● **DATASET RECORDS**:
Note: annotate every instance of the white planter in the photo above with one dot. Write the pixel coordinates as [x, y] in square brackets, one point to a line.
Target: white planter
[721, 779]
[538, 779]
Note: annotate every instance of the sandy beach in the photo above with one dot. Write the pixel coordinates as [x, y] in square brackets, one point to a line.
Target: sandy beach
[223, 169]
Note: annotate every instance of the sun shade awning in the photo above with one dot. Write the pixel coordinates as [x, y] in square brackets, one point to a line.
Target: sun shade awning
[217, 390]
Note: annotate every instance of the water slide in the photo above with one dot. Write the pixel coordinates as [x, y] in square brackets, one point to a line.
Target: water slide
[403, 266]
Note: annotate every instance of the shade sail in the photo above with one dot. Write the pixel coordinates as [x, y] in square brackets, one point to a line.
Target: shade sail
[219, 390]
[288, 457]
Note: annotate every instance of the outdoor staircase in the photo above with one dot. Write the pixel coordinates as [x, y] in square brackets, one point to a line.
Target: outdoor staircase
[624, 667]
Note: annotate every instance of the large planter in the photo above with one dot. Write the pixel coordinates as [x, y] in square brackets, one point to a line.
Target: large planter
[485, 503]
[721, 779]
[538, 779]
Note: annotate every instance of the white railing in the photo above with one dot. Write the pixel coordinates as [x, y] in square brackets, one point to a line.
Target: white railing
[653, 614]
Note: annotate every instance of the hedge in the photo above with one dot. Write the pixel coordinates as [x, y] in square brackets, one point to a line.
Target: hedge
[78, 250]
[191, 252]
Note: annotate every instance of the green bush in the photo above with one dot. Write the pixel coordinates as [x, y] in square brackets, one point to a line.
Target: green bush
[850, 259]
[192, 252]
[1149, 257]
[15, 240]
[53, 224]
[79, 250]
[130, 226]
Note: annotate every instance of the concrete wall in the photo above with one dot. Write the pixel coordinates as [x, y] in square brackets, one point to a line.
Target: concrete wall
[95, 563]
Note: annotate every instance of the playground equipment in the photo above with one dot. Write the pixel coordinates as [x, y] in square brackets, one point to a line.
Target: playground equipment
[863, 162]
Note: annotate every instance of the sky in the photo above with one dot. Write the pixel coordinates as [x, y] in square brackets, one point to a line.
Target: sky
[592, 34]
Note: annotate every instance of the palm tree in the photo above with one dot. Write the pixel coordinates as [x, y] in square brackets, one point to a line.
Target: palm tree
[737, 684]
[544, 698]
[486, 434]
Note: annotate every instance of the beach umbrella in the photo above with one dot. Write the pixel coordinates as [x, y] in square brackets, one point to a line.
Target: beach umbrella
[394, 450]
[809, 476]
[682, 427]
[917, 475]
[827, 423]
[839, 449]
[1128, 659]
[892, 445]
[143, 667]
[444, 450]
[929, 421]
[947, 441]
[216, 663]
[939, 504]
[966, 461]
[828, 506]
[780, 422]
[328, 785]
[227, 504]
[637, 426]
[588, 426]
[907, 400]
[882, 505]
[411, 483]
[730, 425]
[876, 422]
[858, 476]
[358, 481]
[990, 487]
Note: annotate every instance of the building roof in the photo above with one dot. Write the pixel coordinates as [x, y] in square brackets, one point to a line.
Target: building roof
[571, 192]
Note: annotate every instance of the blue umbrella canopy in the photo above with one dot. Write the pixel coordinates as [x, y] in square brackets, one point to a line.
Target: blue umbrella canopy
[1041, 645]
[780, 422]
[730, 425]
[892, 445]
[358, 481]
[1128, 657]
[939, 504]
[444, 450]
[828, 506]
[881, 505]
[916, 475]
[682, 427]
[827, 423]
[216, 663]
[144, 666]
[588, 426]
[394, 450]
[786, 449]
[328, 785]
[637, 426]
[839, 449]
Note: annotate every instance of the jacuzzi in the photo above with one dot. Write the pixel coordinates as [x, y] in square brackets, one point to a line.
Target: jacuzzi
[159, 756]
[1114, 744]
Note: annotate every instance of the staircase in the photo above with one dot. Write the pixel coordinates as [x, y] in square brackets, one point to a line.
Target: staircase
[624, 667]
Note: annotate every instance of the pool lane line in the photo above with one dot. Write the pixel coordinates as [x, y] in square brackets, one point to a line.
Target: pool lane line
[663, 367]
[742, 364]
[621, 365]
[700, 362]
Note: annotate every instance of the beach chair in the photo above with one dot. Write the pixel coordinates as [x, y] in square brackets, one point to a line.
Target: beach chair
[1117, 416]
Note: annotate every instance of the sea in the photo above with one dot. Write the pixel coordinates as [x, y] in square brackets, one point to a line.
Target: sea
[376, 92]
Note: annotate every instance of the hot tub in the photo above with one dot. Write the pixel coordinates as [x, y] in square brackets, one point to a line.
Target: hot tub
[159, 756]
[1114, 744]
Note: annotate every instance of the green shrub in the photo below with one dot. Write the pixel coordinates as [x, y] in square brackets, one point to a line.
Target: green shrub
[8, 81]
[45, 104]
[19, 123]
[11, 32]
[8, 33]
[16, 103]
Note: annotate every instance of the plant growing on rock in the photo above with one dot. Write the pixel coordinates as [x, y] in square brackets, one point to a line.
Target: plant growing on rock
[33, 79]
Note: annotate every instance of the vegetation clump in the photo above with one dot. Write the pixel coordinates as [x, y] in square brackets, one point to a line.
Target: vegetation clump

● **PROBLEM DESCRIPTION**:
Rewrite all of the entries with "one dot" replaced by "a single dot" and everything else left as is.

● **WRITTEN ANSWER**:
Note: annotate every instance of the white planter in the photo above with a single dot. Write the pixel coordinates as [x, y] in square brackets, one point to a line.
Target: white planter
[721, 779]
[538, 779]
Note: annotate every instance of the sandy beach in the photo above with a single dot. Write the pixel coordinates as [x, y] in square brackets, one point to a line.
Target: sandy beach
[223, 169]
Note: annotate every instance of the sun shade awning in the photo above with a single dot. Write the pixel coordinates as [x, y] in square brackets, one point to a line.
Target: sun shade awning
[217, 390]
Note: annotate every instance of the water slide in the photo above with a single dot. Write the pixel coordinates as [x, y] in square brackets, one point to a line.
Target: water slide
[403, 266]
Note: annotate every instance of the shade sail in the photo above with a single dot. Write the pixel coordinates as [x, y] in square brackets, one point to a line.
Target: shade sail
[219, 390]
[288, 457]
Note: annotate every instance of the outdoor staircase in the photo above with a single dot. Write the pixel coordinates as [x, y] in square brackets, one point to a line.
Target: outdoor staircase
[624, 667]
Note: annotate every instance of the large planter in the photo above with a single dot. Write the pixel coordinates as [x, y] in square brackets, one point to a line.
Target: large planter
[485, 503]
[721, 779]
[538, 779]
Note: annotate every instance of the white railing in the photo above with a single dot. Write the pixel coordinates as [x, y] in square brackets, one point to a line.
Target: white railing
[653, 614]
Note: annotate every instance of the hedge in the photo above with a single dot. Write the pixel coordinates as [x, y] in square brackets, one point to a line.
Target: hedge
[78, 250]
[191, 252]
Note: annotate every instance of the green bush in the photo above with a single dot. Write the pixel coordinates as [x, y] in square brackets, one point to a line.
Target: green bush
[850, 259]
[192, 252]
[1149, 257]
[15, 240]
[53, 224]
[79, 250]
[130, 226]
Note: annotate every instance of the concrete wall in the photo above with a single dot. Write the pixel coordinates as [x, y] in square brackets, one point to a line.
Target: concrete wall
[95, 563]
Note: annotate every instance of the playground equipment in the photo above with a single dot. Write the pixel coordinates as [x, y] in square brackets, one point to a line.
Target: playground equipment
[863, 162]
Note: annotate every instance of the sky in the photo above with a single dot. Write the pixel coordinates as [x, y] in square brackets, one point to a line.
Target: sky
[592, 34]
Note: annotate every instance of the palm tree in the photo above with a single dot. Write the pixel coordinates as [x, y] in square brackets, one point to a line.
Target: palm tree
[737, 684]
[544, 698]
[486, 434]
Note: annotate every instance of the beach umbrella in the photo above with a single dot. Write the pixel coordinates as [x, y] in square brackets, one point to a line.
Target: beach umbrella
[394, 450]
[809, 476]
[682, 427]
[917, 475]
[827, 423]
[839, 449]
[1128, 659]
[892, 445]
[143, 667]
[444, 450]
[929, 421]
[947, 441]
[216, 663]
[939, 504]
[966, 461]
[828, 506]
[780, 422]
[328, 785]
[227, 504]
[637, 426]
[588, 426]
[907, 400]
[882, 505]
[411, 483]
[730, 425]
[876, 422]
[858, 476]
[358, 481]
[990, 487]
Note: annotate every instance of the building roof in the photo above with a single dot. Write the pixel coordinates as [x, y] in square brackets, one point to a line.
Target: building roof
[571, 192]
Note: annotate every instance of the blue umbrella canopy in the photo above with a single dot. Write the pixel coordinates as [x, y] in square brackets, one point to a line.
Target: blue umbrella canopy
[1041, 645]
[780, 422]
[730, 425]
[892, 445]
[358, 481]
[1128, 657]
[939, 504]
[444, 450]
[828, 506]
[881, 505]
[916, 475]
[682, 427]
[827, 423]
[216, 663]
[144, 666]
[588, 426]
[394, 450]
[786, 449]
[328, 785]
[637, 426]
[839, 449]
Note: annotate every instance of the jacuzzi in the photo above with a single dot. Write the pixel coordinates as [x, y] in square brackets, one point to a line.
Target: jacuzzi
[159, 756]
[1114, 744]
Note: annotate every instance of the staircase in the photo above with a single dot. Write the pixel coordinates as [x, y] in square brackets, one point to a line.
Target: staircase
[624, 667]
Note: annotate every instance of the pool lane line in the photo above with a single dot. Write the pixel coordinates as [x, y] in square brackets, one point to a line.
Target: pool lane line
[663, 367]
[742, 364]
[621, 365]
[700, 362]
Note: annotate every instance of the beach chair in the photo above with a single dot. Write the pixel coordinates as [x, y] in square brackets, one point to a line.
Target: beach chair
[1117, 416]
Note: annotate every instance of the sea in the photo above with a single dot. Write the pixel coordinates as [x, y] in square brackets, one point to a line.
Target: sea
[376, 92]
Note: annotate every instance of the hot tub in the photo above with a single dot. Write the pixel coordinates as [x, y] in square brackets, one point to a line.
Target: hot tub
[159, 756]
[1114, 744]
Note: annotate every instance of the green shrub in the photo below with a single dot. Write the pixel coordinates as [x, y] in square brackets, one point to a line.
Target: green shrub
[8, 81]
[45, 104]
[19, 123]
[11, 32]
[8, 33]
[16, 103]
Note: annotate every instance of the plant growing on rock in the photo above with a single dot. Write the pixel coordinates as [x, y] in square brackets, one point to a line.
Target: plant growing on rock
[33, 79]
Note: annotate every instance of the vegetation clump in the photo above with a single dot. Write the pixel coordinates as [x, y] in square brackets, one point to a line.
Target: vegetation clump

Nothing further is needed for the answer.